WRITTEN PROBLEM 1: Reproduce the document upload and preprocessing page below in full, word for word.

DOCUMENT TEXT:
# # # # # # #

Document Upload & Preprocessing

Before you can annotate or analyze your data, you need to bring it into your DATS workspace. DATS handles a wide variety of data modalities, including text, images, audio, and video files, as well as live web pages.

Every document brought into DATS runs through an automated machine-learning pipeline that extracts text, identifies entities, and generates semantic embeddings.

1. Accessing the Upload Dialog

Because uploading data adds it directly to your corpus, the upload process is initiated from the Search View.

Navigate to the Search View (magnifying glass icon in the left navigation bar).
Look at the top toolbar (just above the search results).
Click the Upload Documents icon (usually depicted as a cloud with an up arrow). This opens the Document Upload Dialog.

Document Upload Dialog

The Document Upload Dialog allows you to bring files and websites into your DATS project.

2. Uploading Files vs. URLs

The upload dialog is divided into two main sections, allowing you to ingest data from your local computer or directly from the web.

Upload Files (Left Panel)

Use this side for files you already have saved locally.

# # # # # # #

DATASET EXCERPTS:
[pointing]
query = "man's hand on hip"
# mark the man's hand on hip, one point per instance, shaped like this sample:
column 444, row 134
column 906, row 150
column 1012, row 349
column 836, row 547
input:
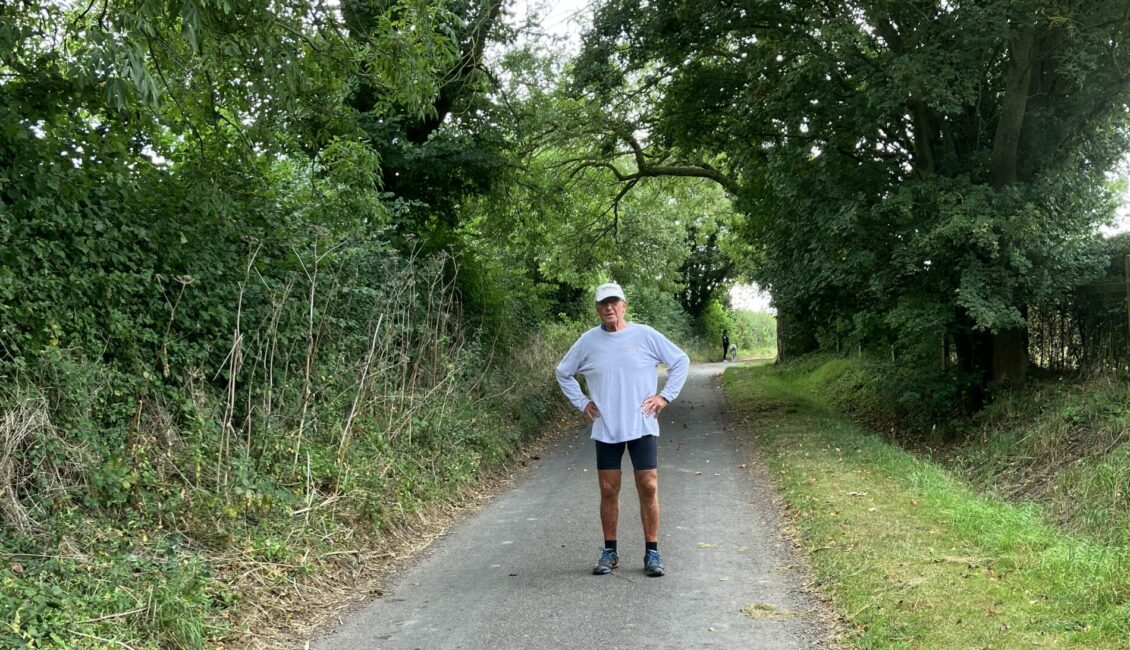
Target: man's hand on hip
column 653, row 405
column 591, row 410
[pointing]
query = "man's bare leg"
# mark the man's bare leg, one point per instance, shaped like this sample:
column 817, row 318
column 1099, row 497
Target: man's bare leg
column 648, row 486
column 609, row 501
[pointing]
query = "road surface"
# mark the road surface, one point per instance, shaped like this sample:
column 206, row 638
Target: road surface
column 519, row 573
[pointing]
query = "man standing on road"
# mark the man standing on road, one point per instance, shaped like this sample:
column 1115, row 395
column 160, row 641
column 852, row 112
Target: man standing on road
column 618, row 361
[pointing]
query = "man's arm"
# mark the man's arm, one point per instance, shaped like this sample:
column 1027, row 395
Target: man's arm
column 566, row 369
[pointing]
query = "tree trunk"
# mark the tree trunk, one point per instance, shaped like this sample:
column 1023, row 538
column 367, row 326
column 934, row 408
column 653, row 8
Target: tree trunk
column 1009, row 357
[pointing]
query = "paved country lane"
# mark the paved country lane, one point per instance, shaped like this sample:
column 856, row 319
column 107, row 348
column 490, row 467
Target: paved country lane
column 519, row 574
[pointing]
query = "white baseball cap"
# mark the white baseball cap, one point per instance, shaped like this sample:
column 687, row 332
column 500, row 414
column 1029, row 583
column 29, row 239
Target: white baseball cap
column 609, row 291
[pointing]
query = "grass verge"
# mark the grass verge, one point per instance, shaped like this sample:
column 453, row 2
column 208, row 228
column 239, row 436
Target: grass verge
column 912, row 556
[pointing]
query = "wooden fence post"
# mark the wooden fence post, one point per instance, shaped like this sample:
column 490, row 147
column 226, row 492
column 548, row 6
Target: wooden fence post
column 1127, row 279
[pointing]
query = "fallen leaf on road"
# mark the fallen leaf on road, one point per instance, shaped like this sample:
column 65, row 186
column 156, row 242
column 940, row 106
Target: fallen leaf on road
column 766, row 612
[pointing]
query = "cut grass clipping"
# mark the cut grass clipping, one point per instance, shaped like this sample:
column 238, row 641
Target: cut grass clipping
column 913, row 557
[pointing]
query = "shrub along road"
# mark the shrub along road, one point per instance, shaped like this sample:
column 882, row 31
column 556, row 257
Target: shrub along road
column 519, row 573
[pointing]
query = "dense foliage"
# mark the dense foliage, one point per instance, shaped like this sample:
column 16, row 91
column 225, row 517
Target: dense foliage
column 913, row 171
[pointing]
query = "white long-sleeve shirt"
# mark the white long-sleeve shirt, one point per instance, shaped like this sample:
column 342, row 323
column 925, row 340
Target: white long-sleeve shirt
column 620, row 372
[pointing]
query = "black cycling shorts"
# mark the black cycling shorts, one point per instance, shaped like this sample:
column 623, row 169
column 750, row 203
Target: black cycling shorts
column 644, row 452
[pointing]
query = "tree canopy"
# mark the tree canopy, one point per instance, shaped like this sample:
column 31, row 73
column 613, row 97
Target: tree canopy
column 907, row 167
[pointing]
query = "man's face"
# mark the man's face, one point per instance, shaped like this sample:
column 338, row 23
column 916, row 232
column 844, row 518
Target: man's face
column 611, row 310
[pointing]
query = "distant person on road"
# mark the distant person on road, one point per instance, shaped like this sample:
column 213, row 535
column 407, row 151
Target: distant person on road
column 618, row 360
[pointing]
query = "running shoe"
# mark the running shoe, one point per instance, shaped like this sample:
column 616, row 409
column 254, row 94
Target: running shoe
column 608, row 561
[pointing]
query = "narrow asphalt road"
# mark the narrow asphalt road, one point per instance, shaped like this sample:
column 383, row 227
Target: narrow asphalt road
column 519, row 574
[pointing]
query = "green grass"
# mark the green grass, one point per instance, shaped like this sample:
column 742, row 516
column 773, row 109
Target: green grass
column 911, row 555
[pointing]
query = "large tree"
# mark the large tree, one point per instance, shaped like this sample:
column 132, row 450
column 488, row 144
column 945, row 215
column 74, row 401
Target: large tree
column 910, row 167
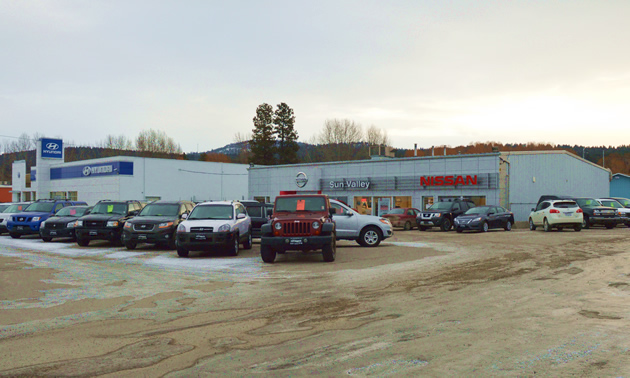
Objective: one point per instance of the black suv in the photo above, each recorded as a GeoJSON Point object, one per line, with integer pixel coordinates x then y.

# # # # # # #

WRITTEN PROBLEM 2: Give only the number of lines in the entries above that contain the string "person", counting matches in the same case only.

FINISHED ANSWER 1:
Document Upload & Preprocessing

Before you can annotate or analyze your data, you need to bring it into your DATS workspace. DATS handles a wide variety of data modalities, including text, images, audio, and video files, as well as live web pages.

Every document brought into DATS runs through an automated machine-learning pipeline that extracts text, identifies entities, and generates semantic embeddings.

1. Accessing the Upload Dialog

Because uploading data adds it directly to your corpus, the upload process is initiated from the Search View.

Navigate to the Search View (magnifying glass icon in the left navigation bar).
Look at the top toolbar (just above the search results).
Click the Upload Documents icon (usually depicted as a cloud with an up arrow). This opens the Document Upload Dialog.

Document Upload Dialog

The Document Upload Dialog allows you to bring files and websites into your DATS project.

2. Uploading Files vs. URLs

The upload dialog is divided into two main sections, allowing you to ingest data from your local computer or directly from the web.

Upload Files (Left Panel)

Use this side for files you already have saved locally.

FINISHED ANSWER 2: 3